* **What to do**
Switch "instance" to "occurrence" in the material, starting at the line containing "leg --coords pixels" and ending at the line containing "Segment every instance of the horse's hind", and return only those lines with everything else left as it is.

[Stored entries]

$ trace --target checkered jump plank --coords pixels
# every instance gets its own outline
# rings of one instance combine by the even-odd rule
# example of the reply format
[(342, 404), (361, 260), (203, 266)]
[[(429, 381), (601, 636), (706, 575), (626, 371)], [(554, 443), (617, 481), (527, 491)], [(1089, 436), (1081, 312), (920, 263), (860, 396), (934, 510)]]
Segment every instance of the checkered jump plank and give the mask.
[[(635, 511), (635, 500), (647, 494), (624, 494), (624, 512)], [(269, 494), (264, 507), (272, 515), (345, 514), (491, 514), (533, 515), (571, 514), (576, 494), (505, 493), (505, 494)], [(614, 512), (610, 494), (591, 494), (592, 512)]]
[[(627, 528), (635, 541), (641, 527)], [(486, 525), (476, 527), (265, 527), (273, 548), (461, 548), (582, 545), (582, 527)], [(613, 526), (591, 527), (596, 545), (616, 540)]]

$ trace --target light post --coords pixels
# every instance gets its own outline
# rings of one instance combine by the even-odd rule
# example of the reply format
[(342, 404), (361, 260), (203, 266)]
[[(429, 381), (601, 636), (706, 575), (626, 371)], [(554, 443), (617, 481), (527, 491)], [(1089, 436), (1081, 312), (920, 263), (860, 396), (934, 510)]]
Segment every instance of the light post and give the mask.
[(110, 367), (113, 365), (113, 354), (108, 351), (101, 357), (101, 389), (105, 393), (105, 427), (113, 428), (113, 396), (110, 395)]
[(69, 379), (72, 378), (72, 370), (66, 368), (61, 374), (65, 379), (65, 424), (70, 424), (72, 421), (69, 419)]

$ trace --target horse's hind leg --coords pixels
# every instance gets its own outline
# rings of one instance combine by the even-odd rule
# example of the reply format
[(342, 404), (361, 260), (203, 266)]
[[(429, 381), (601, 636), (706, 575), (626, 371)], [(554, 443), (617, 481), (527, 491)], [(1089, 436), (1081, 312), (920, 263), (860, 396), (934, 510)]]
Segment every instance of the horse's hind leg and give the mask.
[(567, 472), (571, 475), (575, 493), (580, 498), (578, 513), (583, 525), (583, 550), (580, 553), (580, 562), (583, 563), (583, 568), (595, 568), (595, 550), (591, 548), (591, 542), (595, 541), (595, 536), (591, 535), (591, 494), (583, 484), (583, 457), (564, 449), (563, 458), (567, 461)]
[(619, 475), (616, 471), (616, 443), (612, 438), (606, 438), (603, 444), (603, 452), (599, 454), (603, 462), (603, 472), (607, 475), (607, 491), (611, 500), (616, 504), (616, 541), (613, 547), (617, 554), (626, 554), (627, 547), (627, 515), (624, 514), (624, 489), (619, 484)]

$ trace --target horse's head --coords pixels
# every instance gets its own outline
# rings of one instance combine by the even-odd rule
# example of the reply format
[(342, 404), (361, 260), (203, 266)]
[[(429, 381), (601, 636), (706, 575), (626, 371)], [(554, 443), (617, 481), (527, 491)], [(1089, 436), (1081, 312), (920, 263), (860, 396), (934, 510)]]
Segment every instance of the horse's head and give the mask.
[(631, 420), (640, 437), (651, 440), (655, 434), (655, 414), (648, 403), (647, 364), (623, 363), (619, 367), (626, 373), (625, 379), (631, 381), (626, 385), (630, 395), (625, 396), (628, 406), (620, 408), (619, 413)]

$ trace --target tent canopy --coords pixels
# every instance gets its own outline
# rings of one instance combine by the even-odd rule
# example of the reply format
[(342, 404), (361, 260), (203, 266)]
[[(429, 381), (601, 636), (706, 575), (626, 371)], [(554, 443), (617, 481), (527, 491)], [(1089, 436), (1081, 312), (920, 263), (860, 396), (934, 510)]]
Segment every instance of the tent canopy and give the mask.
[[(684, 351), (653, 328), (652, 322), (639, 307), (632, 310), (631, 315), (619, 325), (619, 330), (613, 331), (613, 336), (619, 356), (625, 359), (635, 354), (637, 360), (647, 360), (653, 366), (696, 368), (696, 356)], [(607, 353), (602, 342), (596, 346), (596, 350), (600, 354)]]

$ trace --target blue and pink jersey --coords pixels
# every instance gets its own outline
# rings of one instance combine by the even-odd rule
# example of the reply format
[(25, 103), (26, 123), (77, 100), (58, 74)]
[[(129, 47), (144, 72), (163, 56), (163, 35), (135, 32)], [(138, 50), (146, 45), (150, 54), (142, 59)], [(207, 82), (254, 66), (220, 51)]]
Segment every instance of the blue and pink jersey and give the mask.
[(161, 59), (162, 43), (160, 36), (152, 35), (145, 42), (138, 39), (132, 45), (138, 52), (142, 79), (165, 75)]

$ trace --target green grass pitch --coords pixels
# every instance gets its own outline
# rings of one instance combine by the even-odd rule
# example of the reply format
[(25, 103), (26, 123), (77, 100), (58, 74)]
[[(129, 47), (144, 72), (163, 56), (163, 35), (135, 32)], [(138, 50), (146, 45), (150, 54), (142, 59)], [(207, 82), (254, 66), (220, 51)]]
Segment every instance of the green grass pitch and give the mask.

* **Exercise result**
$ trace --target horse's hind leg --coords pixels
# every occurrence gets its own outline
# rings of one occurrence combine by the even-odd rule
# example of the reply format
[(342, 404), (361, 260), (203, 266)]
[[(429, 381), (601, 636), (706, 575), (626, 371)], [(554, 443), (617, 481), (527, 491)], [(1089, 436), (1081, 312), (920, 263), (860, 396), (934, 510)]]
Segment every occurrence of the horse's hind leg and give the mask.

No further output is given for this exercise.